*** PROVIDED RECORDS
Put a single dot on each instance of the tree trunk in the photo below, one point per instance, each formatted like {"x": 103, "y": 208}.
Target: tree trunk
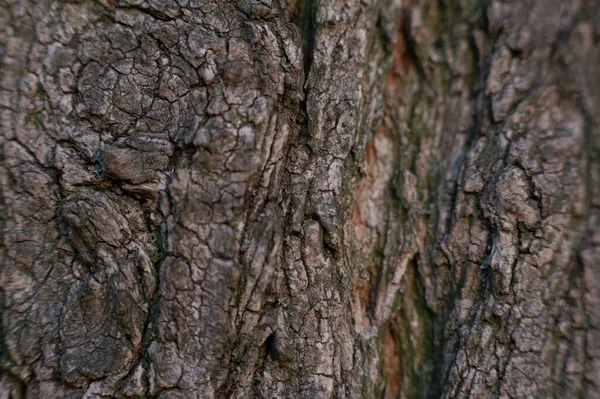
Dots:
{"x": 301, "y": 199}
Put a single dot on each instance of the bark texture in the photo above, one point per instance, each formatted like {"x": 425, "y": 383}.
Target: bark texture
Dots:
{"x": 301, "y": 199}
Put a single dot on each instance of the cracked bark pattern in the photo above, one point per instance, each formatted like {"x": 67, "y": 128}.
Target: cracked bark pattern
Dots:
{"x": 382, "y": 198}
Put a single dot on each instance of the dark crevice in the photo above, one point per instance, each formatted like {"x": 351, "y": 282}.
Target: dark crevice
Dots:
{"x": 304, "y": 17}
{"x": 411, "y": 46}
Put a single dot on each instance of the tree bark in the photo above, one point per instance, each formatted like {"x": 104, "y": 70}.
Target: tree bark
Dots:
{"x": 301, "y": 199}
******
*** PROVIDED RECORDS
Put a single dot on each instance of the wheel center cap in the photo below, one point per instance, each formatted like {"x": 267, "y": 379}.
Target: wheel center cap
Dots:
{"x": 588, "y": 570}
******
*** PROVIDED RECORDS
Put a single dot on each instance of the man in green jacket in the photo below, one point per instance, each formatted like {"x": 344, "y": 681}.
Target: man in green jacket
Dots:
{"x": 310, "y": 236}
******
Extract from the records above every line that contains the word "formatted", copying each such line in full.

Put a single dot on each instance of the tree trunk in the photo below, one point per instance, each formatted like {"x": 103, "y": 208}.
Put a single dot on each instance of the bark texture in the photo above, one point per instance, each formatted like {"x": 425, "y": 383}.
Put a single dot on each instance of the cracked bark pattern in the photo above, one point per instance, each formatted like {"x": 67, "y": 128}.
Put a single dot on each instance of the dark crevice in the photo above, one point per instance, each formatted like {"x": 351, "y": 282}.
Put a single dot on each instance of the tree bark in the photo above, one point per instance, each formatted like {"x": 104, "y": 70}.
Put a single dot on each instance of the wheel center cap in the photo below, one point per instance, each formatted like {"x": 267, "y": 379}.
Put a single dot on each instance of the man in green jacket in the photo below, one point per instance, each formatted like {"x": 344, "y": 681}.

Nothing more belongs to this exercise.